**SELECTED TEXT**
┌──

Skip to content

Specifying the correct LMM for 'unsual' data

3 messages · Tom Fritzsche, Maarten Jung

#
Dear list,

a colleague of mine asked me to help her planing a linear mixed models
analysis and, as handling her data and the corresponding research questions
with lmer seems kind of tricky to me, I hope one of you can help me along.

+++++++++++++++++++++++++++++++++++++
The experiment is as follows:

Participants (46 younger and 45 older children) looked at a series of
pictures (one picture per trial) and had to solve two tasks consecutively:

- Task block 1: Prospective memory (PM) task: while doing other tasks,
participants had to remember to press a specified button when they saw a
certain object
- Task block 2. Visual search: participants had only this one task ?
pressing a button as soon as possible when seeing a certain object

Each child saw the same pictures in the same task block ? pictures 1-6 in
task block 1 and pictures 7-18 in task block 2. Each picture was presented
only once, so there were different pictures in the task blocks.

└──

Rows from a dataset
┌──

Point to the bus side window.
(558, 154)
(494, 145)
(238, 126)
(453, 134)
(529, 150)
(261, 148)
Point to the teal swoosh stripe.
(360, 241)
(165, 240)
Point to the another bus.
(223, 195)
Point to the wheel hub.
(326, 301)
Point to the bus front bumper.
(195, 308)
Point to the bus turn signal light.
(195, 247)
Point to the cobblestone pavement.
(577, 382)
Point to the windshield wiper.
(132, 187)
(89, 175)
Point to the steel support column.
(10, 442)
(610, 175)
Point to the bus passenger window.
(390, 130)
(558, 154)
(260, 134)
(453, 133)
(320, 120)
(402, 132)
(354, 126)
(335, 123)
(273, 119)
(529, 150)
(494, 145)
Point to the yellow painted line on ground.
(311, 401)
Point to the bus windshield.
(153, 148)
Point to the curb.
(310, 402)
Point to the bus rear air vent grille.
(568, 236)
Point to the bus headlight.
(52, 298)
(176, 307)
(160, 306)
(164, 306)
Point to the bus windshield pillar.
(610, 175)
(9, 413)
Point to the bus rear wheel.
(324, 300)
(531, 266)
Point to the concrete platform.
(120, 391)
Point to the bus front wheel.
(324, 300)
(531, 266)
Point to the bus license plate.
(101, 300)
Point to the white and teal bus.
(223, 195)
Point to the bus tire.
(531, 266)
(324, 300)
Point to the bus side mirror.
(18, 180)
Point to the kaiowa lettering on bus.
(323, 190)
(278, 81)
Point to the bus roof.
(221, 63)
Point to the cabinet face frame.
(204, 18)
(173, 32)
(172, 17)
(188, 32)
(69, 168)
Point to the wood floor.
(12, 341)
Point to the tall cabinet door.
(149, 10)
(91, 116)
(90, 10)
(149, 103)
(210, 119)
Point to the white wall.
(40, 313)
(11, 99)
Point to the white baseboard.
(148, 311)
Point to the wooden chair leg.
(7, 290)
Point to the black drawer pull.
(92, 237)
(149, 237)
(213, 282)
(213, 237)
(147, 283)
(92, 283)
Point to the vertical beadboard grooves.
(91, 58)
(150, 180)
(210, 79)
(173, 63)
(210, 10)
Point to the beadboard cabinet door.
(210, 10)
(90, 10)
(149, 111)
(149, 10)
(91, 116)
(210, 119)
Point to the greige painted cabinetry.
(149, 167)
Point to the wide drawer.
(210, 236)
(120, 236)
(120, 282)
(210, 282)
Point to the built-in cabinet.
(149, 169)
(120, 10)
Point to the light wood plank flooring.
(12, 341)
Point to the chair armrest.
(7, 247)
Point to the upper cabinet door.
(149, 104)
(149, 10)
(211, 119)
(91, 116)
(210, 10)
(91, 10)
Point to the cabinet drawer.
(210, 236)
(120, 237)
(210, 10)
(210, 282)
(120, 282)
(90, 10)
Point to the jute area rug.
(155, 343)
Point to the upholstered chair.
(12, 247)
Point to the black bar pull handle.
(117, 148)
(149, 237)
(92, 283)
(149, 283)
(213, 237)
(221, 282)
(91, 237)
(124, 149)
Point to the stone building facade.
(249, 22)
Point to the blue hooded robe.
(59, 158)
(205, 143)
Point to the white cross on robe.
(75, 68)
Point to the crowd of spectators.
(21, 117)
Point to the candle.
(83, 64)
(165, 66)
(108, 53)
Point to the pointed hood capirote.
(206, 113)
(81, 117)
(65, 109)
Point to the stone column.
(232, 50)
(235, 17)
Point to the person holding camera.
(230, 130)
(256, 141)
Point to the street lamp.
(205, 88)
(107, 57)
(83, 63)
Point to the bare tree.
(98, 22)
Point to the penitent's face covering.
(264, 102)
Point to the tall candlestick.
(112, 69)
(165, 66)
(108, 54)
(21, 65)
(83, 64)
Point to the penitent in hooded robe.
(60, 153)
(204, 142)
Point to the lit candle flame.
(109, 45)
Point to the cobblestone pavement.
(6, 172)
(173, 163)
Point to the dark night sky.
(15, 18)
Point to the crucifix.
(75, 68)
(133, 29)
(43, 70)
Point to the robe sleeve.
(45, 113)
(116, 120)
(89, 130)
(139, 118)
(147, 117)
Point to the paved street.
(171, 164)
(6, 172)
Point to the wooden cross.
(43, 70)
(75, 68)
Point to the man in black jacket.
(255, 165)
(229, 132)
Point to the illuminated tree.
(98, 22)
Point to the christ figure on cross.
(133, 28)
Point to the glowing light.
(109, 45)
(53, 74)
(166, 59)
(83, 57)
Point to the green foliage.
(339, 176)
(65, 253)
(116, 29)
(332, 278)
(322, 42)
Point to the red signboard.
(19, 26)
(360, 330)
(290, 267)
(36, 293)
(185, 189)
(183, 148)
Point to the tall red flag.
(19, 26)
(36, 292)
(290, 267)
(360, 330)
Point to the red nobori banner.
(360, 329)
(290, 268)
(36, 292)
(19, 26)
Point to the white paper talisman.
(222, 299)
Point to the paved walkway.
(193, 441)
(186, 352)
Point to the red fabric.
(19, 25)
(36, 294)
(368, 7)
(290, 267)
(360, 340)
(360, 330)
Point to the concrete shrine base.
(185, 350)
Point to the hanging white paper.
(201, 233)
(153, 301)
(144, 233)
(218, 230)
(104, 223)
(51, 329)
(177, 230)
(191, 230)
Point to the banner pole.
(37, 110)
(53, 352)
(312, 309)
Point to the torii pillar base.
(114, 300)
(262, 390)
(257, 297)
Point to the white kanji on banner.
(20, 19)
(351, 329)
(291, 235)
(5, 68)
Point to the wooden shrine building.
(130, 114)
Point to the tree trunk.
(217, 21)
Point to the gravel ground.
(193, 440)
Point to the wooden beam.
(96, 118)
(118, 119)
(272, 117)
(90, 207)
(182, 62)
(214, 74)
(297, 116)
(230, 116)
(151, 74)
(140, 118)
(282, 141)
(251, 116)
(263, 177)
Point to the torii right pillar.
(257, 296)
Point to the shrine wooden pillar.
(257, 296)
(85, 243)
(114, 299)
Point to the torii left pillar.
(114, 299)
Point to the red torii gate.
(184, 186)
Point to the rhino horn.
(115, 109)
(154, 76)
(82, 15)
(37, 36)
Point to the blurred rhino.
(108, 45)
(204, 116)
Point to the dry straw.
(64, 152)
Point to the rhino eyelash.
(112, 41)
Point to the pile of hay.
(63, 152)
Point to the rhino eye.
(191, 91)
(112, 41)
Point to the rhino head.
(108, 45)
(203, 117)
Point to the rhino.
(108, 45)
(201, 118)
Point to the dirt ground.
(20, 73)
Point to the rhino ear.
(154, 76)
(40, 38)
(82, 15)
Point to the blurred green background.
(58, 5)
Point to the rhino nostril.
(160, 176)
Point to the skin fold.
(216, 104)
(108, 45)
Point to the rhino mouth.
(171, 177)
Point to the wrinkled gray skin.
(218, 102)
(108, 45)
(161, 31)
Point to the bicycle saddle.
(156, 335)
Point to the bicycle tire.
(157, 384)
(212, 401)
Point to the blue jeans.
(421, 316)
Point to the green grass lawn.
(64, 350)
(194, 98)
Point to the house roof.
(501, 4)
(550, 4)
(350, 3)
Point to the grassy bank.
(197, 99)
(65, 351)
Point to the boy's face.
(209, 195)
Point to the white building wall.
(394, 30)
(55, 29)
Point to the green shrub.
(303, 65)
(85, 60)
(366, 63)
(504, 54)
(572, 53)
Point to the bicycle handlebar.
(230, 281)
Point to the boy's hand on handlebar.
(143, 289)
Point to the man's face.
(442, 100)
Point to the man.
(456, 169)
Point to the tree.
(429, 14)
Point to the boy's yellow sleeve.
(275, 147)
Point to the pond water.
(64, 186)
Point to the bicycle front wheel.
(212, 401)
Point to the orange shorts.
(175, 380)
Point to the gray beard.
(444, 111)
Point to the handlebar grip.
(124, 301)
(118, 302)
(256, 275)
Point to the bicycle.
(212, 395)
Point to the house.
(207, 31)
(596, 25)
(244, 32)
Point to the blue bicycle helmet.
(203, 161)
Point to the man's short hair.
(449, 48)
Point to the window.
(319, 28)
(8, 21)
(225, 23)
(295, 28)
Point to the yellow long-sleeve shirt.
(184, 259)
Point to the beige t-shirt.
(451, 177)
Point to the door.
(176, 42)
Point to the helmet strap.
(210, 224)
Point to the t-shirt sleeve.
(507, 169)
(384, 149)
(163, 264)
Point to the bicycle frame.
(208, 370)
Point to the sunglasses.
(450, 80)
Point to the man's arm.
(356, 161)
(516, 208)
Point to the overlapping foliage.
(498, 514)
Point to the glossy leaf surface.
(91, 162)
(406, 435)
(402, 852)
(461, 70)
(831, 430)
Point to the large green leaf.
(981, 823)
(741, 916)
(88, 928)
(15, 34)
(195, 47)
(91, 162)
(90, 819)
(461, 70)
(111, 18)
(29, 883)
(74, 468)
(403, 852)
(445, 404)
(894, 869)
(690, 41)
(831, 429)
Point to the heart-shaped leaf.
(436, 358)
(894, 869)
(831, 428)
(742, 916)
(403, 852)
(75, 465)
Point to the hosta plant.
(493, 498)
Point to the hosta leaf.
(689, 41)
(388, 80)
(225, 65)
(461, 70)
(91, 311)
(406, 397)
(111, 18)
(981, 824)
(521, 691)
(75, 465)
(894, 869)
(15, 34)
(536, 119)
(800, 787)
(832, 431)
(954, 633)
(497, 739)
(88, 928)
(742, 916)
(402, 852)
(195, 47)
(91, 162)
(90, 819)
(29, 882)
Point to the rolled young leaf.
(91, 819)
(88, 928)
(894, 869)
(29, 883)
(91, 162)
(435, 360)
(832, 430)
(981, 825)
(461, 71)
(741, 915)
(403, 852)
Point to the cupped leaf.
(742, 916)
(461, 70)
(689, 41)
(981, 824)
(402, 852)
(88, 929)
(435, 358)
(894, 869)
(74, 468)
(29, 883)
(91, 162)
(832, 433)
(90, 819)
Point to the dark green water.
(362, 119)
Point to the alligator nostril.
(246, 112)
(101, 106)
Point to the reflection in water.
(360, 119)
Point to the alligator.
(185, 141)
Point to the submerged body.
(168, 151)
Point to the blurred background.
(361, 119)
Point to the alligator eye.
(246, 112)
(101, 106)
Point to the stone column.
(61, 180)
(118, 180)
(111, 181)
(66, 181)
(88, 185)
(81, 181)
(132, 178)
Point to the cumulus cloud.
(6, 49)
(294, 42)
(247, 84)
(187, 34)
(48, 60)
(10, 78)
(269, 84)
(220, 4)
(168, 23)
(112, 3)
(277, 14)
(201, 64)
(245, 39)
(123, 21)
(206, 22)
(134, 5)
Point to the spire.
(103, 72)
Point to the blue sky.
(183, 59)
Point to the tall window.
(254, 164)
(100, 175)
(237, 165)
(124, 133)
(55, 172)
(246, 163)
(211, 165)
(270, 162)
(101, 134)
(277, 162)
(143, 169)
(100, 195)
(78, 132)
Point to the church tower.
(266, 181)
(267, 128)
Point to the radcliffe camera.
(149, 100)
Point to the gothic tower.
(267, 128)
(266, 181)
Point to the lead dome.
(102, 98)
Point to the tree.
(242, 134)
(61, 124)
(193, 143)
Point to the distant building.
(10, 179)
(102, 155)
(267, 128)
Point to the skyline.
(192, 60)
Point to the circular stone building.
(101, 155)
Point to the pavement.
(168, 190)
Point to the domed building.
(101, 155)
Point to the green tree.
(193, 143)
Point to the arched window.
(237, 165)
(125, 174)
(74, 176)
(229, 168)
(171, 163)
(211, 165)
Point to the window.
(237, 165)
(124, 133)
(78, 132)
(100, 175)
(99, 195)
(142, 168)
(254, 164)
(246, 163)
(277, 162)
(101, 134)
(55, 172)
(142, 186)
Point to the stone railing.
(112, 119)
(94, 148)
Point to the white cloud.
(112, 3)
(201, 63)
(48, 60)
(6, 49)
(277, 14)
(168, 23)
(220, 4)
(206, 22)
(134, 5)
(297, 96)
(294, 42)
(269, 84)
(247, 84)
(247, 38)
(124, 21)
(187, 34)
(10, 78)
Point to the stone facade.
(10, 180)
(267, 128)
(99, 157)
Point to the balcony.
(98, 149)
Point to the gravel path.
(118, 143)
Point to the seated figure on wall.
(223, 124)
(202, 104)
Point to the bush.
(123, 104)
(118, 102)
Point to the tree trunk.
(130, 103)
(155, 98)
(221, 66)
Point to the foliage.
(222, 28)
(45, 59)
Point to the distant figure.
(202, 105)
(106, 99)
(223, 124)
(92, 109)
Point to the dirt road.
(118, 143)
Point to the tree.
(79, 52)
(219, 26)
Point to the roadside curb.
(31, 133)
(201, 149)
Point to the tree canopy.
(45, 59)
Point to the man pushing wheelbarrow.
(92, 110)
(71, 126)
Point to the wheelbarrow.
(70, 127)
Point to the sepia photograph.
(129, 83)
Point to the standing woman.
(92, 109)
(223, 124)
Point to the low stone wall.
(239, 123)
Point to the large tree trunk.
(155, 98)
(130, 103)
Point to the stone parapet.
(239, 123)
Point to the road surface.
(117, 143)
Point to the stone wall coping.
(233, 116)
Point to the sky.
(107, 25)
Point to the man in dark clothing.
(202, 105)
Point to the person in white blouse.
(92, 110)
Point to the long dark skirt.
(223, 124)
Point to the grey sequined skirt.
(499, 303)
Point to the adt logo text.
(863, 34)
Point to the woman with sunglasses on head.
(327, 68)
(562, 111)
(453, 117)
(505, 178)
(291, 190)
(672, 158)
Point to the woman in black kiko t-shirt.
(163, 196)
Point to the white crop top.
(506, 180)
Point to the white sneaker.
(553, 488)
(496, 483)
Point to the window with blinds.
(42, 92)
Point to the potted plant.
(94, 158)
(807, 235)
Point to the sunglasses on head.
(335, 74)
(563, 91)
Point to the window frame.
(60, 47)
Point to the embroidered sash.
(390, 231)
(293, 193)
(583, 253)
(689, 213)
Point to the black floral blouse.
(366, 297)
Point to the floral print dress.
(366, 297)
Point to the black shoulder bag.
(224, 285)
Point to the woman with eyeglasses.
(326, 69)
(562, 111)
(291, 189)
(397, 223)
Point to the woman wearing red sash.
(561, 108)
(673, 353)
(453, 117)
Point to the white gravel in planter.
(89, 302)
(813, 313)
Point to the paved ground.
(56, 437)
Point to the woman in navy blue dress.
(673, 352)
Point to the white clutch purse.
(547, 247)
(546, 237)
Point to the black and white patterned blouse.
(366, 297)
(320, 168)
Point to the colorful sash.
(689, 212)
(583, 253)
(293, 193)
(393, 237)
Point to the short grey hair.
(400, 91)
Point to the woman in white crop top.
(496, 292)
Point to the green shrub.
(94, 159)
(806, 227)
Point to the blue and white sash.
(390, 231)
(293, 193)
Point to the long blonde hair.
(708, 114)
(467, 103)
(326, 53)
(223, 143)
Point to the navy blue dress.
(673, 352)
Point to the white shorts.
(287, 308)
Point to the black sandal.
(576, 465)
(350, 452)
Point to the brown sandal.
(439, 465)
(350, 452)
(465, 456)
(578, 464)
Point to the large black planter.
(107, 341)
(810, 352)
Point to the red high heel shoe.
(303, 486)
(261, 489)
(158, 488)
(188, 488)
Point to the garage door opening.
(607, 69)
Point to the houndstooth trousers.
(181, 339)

└──

**WRITTEN INSTRUCTION 1**
According to the forum post, how many older children took part in the experiment?
**WRITTEN INSTRUCTION 2**
Do these statements agree with the forum post? (a) Each picture was shown only once. (b) Pictures 1-6 belonged to task block 2. (c) In the visual search block, participants had a single task.
**WRITTEN INSTRUCTION 3**
Reproduce the part of the forum post starting at "- Task block 1: Prospective" and ending at "the task blocks.".

**EXERCISE OUTPUT 1**
45 older children took part.

**EXERCISE OUTPUT 2**
(a) Yes: "Each picture was presented only once"
(b) No: "pictures 1-6 in task block 1"
(c) Yes: "participants had only this one task"

**EXERCISE OUTPUT 3**
- Task block 1: Prospective memory (PM) task: while doing other tasks,
participants had to remember to press a specified button when they saw a
certain object
- Task block 2. Visual search: participants had only this one task ?
pressing a button as soon as possible when seeing a certain object

Each child saw the same pictures in the same task block ? pictures 1-6 in
task block 1 and pictures 7-18 in task block 2. Each picture was presented
only once, so there were different pictures in the task blocks.